Only the lines from the one containing "Practice step: find the water reflection" to the end of the records belong in the output; print them exactly.

=======

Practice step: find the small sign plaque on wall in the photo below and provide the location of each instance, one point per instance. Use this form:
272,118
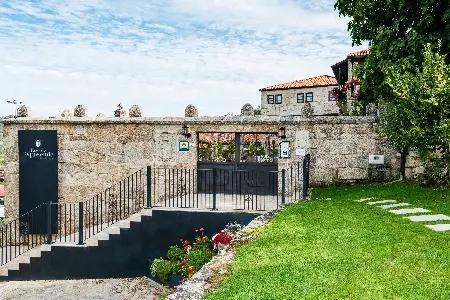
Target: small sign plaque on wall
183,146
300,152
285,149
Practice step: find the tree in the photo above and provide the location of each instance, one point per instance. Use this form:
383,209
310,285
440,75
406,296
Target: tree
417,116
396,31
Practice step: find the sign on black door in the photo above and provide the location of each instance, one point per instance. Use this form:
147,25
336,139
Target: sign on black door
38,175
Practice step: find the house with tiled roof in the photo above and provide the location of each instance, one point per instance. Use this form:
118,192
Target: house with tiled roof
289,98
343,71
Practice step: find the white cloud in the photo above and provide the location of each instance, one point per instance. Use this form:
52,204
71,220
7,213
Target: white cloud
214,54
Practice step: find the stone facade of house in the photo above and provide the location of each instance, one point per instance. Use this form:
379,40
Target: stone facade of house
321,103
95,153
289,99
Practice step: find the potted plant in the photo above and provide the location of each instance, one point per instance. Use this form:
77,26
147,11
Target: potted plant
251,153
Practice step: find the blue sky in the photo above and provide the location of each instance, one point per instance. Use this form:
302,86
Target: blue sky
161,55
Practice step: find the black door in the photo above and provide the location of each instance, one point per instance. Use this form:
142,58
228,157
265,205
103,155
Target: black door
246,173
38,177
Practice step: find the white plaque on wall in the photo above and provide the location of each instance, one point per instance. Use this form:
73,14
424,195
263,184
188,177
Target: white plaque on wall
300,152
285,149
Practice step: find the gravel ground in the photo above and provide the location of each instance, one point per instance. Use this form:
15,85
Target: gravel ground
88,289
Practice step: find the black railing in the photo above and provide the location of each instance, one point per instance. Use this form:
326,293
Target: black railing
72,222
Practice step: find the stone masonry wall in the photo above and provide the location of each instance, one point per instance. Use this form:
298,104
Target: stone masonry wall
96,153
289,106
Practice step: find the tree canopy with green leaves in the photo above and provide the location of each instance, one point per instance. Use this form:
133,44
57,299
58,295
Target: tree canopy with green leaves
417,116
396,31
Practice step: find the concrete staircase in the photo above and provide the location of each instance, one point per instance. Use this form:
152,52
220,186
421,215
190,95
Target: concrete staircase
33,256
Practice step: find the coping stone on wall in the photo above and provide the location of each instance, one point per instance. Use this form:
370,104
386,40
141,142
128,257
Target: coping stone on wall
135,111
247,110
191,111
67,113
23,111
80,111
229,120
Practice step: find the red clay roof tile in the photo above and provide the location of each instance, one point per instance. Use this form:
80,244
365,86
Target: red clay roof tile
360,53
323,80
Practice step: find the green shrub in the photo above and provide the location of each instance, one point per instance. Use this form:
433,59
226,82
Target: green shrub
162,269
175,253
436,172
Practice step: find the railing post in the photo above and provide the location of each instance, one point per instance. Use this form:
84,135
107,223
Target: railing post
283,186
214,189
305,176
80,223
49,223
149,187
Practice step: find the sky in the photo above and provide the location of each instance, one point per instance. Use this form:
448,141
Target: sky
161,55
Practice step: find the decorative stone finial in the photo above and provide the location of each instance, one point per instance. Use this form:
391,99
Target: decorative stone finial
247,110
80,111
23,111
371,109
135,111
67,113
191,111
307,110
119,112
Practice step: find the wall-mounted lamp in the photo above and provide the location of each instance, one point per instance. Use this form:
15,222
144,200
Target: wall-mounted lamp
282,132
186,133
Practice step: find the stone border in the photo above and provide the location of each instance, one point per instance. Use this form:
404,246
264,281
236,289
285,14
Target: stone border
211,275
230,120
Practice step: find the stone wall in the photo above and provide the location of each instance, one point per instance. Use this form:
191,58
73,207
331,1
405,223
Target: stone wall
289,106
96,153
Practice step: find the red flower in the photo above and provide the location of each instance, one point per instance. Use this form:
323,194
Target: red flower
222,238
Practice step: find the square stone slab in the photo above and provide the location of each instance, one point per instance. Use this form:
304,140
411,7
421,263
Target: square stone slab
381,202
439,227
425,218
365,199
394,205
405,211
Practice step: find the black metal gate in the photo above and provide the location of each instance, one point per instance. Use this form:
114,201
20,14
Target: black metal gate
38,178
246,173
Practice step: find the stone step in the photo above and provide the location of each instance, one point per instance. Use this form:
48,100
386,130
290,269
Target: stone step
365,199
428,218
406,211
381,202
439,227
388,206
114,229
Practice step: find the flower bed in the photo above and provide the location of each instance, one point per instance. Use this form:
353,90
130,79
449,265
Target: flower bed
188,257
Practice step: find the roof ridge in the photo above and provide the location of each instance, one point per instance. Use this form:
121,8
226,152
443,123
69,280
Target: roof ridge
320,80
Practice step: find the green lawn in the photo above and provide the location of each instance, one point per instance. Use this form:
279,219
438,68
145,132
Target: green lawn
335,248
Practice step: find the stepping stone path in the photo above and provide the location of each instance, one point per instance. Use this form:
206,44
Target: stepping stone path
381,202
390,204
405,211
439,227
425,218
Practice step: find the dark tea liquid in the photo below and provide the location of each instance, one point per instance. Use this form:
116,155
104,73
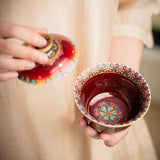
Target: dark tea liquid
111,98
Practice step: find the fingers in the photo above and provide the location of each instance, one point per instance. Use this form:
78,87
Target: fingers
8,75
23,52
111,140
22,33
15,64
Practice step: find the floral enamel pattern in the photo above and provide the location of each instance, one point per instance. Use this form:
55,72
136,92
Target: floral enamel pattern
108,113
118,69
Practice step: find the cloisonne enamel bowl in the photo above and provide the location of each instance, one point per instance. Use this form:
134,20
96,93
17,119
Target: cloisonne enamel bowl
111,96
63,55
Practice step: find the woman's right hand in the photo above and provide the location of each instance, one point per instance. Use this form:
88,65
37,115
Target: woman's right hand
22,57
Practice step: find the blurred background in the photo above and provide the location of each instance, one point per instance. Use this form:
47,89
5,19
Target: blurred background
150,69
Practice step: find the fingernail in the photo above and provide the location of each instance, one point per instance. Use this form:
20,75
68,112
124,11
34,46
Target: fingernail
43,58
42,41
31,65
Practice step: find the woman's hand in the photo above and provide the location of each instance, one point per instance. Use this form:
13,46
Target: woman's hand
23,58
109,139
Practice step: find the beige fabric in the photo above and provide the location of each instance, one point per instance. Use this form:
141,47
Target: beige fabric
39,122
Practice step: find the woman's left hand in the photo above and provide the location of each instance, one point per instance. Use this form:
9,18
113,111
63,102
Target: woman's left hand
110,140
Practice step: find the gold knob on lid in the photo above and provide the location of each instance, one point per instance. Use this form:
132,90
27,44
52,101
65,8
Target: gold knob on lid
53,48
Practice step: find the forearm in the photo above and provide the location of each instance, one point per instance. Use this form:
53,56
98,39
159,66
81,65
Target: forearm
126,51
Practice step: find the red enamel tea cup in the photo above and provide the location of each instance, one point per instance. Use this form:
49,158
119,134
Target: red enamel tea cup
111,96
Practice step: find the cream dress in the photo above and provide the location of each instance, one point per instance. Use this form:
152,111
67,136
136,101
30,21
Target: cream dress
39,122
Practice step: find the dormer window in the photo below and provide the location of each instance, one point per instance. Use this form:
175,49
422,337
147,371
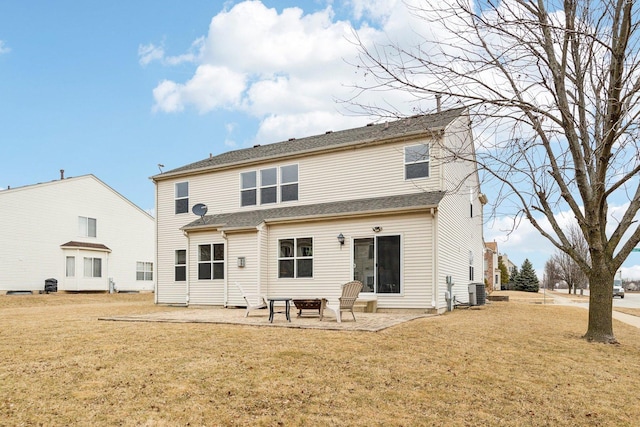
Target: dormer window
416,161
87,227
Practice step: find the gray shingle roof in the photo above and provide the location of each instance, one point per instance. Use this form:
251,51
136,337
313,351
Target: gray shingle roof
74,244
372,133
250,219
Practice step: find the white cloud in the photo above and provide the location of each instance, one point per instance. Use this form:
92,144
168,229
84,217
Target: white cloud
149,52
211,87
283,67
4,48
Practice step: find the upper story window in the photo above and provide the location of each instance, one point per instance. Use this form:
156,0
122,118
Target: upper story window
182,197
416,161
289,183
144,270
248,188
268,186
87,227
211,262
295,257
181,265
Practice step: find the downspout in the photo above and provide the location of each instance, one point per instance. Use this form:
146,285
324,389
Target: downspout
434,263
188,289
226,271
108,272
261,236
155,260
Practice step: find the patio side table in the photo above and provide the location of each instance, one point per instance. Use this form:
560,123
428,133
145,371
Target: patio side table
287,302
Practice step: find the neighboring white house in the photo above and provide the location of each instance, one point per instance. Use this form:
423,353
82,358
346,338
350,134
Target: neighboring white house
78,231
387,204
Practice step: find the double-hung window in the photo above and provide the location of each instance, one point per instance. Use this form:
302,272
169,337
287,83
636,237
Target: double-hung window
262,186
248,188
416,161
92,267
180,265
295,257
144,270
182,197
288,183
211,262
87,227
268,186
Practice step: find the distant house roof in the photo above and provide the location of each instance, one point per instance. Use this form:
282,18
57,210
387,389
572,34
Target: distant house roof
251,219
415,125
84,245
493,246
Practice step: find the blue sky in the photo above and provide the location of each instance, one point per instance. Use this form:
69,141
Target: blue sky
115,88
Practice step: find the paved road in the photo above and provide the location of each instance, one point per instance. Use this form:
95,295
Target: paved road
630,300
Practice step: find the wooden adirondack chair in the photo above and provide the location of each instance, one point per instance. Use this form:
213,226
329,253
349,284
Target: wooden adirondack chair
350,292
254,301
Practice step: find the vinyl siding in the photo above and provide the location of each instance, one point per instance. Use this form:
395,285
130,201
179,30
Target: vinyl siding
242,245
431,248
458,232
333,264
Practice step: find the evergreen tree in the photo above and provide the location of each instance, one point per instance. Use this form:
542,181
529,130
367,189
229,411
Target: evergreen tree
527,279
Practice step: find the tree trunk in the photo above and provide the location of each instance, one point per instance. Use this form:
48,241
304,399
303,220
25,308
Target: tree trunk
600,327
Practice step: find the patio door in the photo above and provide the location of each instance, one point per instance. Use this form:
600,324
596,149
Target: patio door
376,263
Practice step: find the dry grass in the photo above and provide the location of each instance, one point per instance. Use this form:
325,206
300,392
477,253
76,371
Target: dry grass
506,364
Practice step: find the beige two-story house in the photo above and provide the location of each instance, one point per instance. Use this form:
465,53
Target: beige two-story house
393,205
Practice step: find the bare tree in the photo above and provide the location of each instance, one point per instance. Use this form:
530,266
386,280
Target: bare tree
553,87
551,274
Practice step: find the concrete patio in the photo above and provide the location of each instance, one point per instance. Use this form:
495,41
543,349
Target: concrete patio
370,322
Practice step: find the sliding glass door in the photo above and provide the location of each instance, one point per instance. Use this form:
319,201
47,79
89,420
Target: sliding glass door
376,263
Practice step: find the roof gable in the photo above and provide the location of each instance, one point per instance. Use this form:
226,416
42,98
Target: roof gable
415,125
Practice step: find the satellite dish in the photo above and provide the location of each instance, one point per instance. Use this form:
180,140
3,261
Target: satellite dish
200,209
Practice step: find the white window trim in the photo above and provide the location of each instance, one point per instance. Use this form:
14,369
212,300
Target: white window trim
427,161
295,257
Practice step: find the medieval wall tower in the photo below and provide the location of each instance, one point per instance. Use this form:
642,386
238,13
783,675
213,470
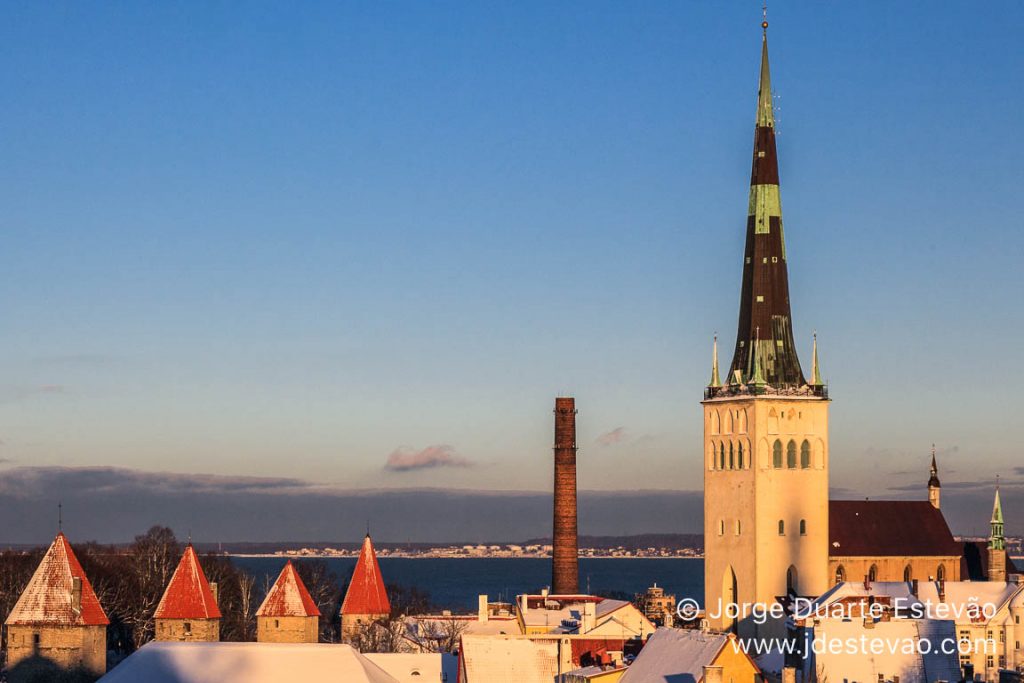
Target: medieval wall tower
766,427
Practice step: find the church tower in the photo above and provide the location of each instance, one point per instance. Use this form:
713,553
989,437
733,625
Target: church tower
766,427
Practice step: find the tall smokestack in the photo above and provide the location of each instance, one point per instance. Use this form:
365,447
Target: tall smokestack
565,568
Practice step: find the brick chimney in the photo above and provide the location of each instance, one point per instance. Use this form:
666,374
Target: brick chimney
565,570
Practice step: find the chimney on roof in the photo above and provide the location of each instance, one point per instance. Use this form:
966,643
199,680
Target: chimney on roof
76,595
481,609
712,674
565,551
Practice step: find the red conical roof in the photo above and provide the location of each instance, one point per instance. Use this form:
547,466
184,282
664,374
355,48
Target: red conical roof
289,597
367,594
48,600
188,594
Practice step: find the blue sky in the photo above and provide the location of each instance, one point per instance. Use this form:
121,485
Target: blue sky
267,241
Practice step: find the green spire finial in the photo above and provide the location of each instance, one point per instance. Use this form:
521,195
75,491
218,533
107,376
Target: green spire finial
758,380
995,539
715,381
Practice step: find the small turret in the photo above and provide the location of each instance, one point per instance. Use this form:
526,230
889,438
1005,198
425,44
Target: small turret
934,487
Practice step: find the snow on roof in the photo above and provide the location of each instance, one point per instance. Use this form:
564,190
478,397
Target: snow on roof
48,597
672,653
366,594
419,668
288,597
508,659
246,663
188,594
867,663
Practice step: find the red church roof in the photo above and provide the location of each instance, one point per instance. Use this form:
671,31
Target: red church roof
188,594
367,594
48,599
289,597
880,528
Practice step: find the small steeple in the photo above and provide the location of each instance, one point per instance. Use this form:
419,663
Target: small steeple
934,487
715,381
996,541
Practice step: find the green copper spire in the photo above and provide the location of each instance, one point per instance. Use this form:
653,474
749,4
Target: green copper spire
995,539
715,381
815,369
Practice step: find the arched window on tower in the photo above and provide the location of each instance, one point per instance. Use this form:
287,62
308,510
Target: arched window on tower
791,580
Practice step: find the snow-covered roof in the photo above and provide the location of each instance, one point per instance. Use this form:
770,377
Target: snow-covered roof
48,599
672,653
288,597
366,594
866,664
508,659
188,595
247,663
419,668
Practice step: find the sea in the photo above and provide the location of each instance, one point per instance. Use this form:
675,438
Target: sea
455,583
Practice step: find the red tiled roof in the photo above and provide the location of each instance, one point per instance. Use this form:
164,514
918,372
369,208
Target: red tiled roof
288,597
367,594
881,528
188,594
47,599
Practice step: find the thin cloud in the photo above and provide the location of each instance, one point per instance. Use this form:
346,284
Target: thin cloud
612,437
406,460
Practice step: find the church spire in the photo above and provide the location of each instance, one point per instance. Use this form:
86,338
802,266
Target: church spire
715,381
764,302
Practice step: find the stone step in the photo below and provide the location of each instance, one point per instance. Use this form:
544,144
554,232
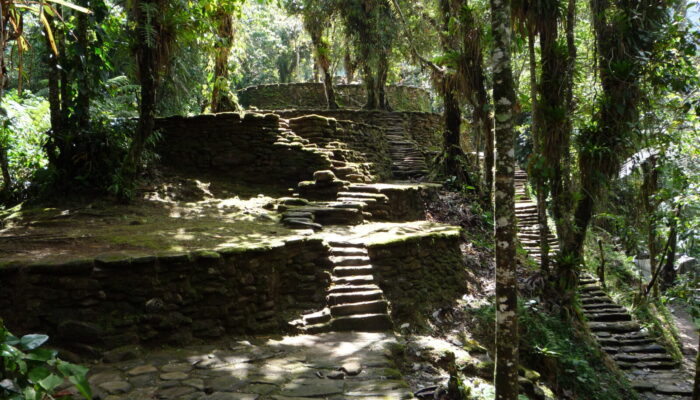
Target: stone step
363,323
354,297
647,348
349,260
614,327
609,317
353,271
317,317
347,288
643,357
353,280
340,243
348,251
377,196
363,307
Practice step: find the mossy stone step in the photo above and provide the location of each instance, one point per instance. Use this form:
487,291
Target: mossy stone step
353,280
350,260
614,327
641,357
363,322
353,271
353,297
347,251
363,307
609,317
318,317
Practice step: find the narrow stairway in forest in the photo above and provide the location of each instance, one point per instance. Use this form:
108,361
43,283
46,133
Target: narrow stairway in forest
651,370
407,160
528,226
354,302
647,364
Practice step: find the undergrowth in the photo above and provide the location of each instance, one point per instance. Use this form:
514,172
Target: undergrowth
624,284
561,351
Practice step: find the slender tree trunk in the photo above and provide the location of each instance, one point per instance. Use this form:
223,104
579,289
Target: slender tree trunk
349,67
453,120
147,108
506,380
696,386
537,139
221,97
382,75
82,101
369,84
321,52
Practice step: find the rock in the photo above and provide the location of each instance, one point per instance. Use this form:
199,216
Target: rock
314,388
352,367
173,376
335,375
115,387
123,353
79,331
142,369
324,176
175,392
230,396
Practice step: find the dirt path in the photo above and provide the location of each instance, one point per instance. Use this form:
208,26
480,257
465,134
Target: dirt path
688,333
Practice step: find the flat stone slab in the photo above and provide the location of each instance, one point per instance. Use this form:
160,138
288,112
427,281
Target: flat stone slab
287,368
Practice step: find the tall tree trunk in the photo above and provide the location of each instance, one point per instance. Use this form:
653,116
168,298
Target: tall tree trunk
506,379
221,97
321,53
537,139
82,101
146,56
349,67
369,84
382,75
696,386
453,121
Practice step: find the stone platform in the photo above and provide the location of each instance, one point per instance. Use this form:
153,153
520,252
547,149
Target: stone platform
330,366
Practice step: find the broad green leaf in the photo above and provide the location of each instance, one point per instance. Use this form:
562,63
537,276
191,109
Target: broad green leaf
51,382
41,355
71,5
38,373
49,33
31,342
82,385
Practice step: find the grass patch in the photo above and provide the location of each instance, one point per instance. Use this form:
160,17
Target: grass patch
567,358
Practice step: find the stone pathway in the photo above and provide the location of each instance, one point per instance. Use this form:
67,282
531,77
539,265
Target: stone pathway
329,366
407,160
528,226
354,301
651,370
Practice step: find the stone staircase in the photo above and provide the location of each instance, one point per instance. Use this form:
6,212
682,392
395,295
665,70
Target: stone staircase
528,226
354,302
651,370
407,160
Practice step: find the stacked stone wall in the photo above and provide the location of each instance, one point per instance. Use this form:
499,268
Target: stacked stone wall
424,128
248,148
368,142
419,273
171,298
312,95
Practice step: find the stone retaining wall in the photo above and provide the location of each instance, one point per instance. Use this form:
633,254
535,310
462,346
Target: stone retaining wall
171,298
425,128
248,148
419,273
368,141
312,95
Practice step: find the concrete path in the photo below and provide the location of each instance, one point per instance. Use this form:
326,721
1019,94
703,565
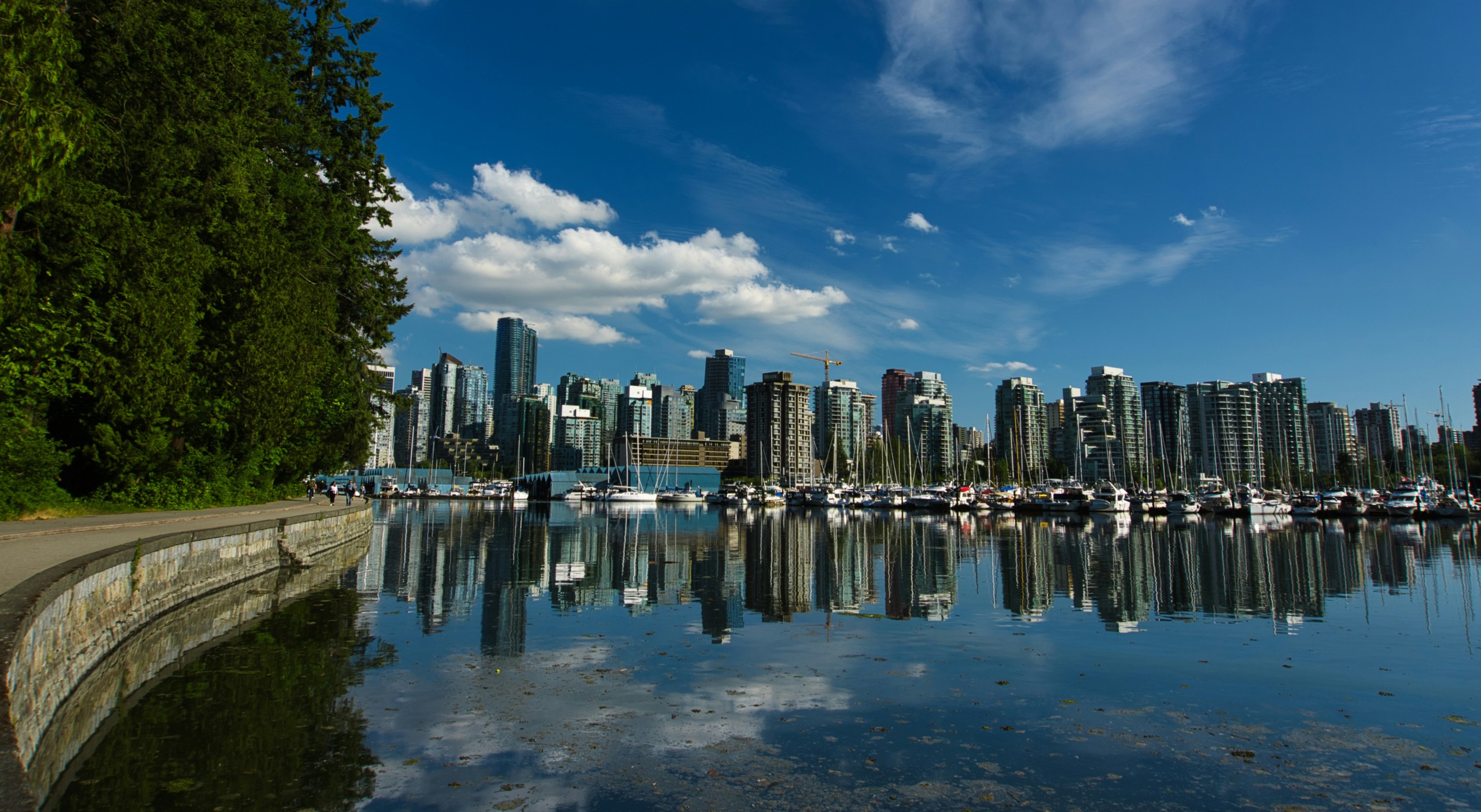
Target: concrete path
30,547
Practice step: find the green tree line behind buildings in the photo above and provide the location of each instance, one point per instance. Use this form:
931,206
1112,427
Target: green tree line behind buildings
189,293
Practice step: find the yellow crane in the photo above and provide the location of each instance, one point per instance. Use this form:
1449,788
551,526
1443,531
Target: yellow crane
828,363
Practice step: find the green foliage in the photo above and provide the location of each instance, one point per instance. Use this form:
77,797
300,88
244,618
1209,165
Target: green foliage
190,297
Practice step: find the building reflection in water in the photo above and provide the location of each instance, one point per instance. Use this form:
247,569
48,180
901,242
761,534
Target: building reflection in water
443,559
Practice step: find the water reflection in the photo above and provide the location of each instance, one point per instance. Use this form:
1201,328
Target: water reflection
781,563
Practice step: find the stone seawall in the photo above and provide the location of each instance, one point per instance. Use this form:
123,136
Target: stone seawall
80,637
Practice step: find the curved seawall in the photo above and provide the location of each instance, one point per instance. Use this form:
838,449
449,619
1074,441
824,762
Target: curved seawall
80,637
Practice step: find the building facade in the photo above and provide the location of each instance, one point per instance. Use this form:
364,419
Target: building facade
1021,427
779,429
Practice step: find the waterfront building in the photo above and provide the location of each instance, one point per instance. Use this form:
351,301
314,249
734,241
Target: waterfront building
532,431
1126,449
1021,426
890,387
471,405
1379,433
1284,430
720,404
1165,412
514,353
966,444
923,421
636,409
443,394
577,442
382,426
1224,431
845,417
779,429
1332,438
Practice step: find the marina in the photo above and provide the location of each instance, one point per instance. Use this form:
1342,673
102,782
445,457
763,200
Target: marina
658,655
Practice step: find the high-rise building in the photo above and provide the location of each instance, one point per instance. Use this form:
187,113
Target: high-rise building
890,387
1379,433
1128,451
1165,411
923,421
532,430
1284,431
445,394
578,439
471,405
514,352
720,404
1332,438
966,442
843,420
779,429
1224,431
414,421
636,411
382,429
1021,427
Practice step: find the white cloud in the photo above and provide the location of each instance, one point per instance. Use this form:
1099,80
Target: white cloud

=======

* _Exercise solution_
Practice step: find the water reflection in the photo above and provide the location of each instance, one point per instance. Use this form:
1201,328
Target: water reflection
781,563
Practice step: find the stone seawall in the photo above and provide the location of each instance, one point per instance. Use this form:
123,136
Target: stone seawall
80,637
Practice step: find the curved seawall in the photo above and provide the location of each instance, one point per instance. Use this form:
838,449
449,619
1074,441
824,762
Target: curved seawall
80,637
Practice step: find the building facade in the photo above and provide the location of each instance, one point per instance. Use this form:
364,419
Target: building facade
1021,427
779,429
Practice step: find the waterfront building in the photo above and provide the location of each instance, one point per instance. Use this form:
351,301
314,249
734,241
Target: waterfront building
532,431
1126,449
1021,426
890,387
471,405
1379,433
1284,430
720,404
1165,412
514,353
966,444
923,421
636,409
443,394
577,442
382,426
1224,431
845,417
779,429
1332,438
Practice step: find the marina in the photo above and provide the location of each instance, one point per instance. Use this form:
1342,673
102,782
445,457
763,200
Target: marina
658,655
Practice step: find the high-rise building in the photo above and provide the location of each instance, one point per instance. Use this form:
187,113
Target: high-rise building
890,387
1379,433
1128,451
1165,411
923,421
532,430
1284,431
445,394
578,439
471,405
514,352
720,404
1332,438
966,442
843,420
779,429
1224,431
414,421
636,411
382,429
1021,427
Practice step: find the white cloud in the photo above and provide the location of each instance, one point per instance. Use this form:
1099,80
Target: white cloud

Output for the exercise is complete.